Johannes "Johan/Jan" Boskamp (born 21 October 1948) is a Dutch former football player and manager.

He played the majority of his career for hometown club Feyenoord and Belgian side RWDM and managed primarily in the Belgian leagues. Currently he is a regular sports commentator on two Dutch and Belgian football television programs. He is commonly addressed as "Jan" in the Netherlands and "Johan" in Belgium.

Playing career

Club
His former clubs as a player include RVV HOV, Feyenoord Rotterdam, Holland Sport, R.W.D. Molenbeek (with whom he won the Belgian First Division in 1975), and Lierse. Boskamp was furthermore voted Belgian Golden Shoe winner in 1975.

International
He was part of the Dutch team for the 1978 FIFA World Cup, making one substitute appearance against Scotland. He also won the 1970 Intercontinental Cup, with Feyenoord.

Coaching career
Later Boskamp became a manager and coached Belgian clubs Lierse, Dender, Beveren, Kortrijk, Anderlecht, Gent. He then moved to Georgia in 1999 to manage Dinamo Tbilisi and also the Georgia national team. After a return to Belgium with Genk he moved to the Middle East and managed United Arab Emirates side Al Wasl and Kuwait club Kazma.

He became manager of English side Stoke City for the 2005–06 season. Stoke's Icelandic board wanted the club to start mounting a serious attempt at gaining promotion to the Premier League and so decided a change in style was required with Boskamp replacing Tony Pulis. He brought in a number of foreign players which included Carl Hoefkens, Hannes Sigurðsson, Junior N'Galula and Martin Kolář as well as domestic based players, Marlon Broomes, Paul Gallagher, Mamady Sidibe, Peter Sweeney and Luke Chadwick. He also broke the club record transfer fee with a £950,000 signing of Standard Liège striker Sambégou Bangoura. However results were often poor and after a number of heavy home defeats to Watford, Wolverhampton Wanderers and Cardiff City, and supporters began asking questions. Bangoura then went on a good run of form scoring seven goals in six matches as Stoke won six matches in November and December to give them a platform to build on going into the new year. But in one of those wins away at Coventry City Boskamp and his assistant Jan de Koning and director of football John Rudge were involved in an argument which led to Boskamp almost resigning.

§ **Stated goal a**:
Answer these from the article on Jan Boskamp:
(i) In what year did he win the Belgian First Division with R.W.D. Molenbeek?
(ii) Against which team did he make his one substitute appearance at the 1978 FIFA World Cup?
(iii) Whom did he replace as manager of Stoke City?

§ **Dataset records**:
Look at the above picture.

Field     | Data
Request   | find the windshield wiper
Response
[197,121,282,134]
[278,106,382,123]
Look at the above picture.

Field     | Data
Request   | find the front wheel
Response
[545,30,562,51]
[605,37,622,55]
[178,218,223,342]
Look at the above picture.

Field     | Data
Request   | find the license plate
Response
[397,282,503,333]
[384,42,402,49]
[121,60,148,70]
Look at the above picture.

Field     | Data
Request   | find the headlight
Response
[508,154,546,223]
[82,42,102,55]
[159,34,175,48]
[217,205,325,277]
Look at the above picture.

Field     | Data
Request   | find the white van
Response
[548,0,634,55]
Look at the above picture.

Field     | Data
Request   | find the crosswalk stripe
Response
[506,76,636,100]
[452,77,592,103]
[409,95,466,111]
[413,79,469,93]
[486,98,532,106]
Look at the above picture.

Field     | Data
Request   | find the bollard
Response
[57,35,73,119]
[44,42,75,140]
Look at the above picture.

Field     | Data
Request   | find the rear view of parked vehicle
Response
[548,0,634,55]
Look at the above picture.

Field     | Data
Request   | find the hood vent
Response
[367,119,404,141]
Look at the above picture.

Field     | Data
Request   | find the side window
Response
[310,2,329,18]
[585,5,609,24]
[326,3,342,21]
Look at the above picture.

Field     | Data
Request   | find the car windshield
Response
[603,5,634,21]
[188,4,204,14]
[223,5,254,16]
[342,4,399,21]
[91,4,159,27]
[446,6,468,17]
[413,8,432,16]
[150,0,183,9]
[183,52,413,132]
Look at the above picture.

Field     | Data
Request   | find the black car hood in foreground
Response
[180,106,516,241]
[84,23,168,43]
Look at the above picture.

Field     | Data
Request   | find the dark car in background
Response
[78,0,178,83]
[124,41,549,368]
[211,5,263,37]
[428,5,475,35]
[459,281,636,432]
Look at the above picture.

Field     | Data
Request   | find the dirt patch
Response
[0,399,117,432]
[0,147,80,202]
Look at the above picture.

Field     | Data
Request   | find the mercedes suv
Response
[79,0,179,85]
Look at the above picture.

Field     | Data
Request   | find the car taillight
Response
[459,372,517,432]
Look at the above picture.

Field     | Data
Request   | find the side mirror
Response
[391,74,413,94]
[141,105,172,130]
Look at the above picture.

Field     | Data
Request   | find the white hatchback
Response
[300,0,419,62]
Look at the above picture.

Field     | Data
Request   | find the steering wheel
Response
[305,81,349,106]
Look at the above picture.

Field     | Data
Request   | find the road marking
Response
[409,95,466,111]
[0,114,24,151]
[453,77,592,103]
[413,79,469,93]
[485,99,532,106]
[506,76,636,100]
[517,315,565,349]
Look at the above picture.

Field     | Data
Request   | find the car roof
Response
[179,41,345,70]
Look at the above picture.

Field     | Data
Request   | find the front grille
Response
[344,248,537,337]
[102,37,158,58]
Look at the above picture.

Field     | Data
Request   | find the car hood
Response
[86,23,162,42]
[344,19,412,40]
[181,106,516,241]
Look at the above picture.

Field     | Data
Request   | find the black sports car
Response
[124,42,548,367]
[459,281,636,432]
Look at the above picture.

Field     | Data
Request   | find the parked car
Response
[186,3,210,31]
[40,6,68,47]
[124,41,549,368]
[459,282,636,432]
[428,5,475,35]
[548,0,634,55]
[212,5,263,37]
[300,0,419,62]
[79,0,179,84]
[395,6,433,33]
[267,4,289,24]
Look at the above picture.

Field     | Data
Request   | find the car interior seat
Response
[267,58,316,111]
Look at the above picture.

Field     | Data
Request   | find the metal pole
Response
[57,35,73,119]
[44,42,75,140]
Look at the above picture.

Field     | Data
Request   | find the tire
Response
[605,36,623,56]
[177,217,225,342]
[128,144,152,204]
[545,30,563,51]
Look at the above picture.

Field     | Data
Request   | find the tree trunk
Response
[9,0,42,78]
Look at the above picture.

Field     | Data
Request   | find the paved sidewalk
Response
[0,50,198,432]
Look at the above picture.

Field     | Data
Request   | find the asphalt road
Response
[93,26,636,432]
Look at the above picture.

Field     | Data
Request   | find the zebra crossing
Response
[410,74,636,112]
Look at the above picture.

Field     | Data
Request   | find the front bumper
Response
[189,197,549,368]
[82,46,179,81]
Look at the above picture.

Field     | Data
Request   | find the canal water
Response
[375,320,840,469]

§ **Stated goal b**: Pick out every line of the listing that contains the string "hood", and copy each one.

§ **Written reply a**:
(i) 1975
(ii) Scotland
(iii) Tony Pulis

§ **Written reply b**:
Request   | find the hood vent
Request   | find the black car hood in foreground
Request   | find the car hood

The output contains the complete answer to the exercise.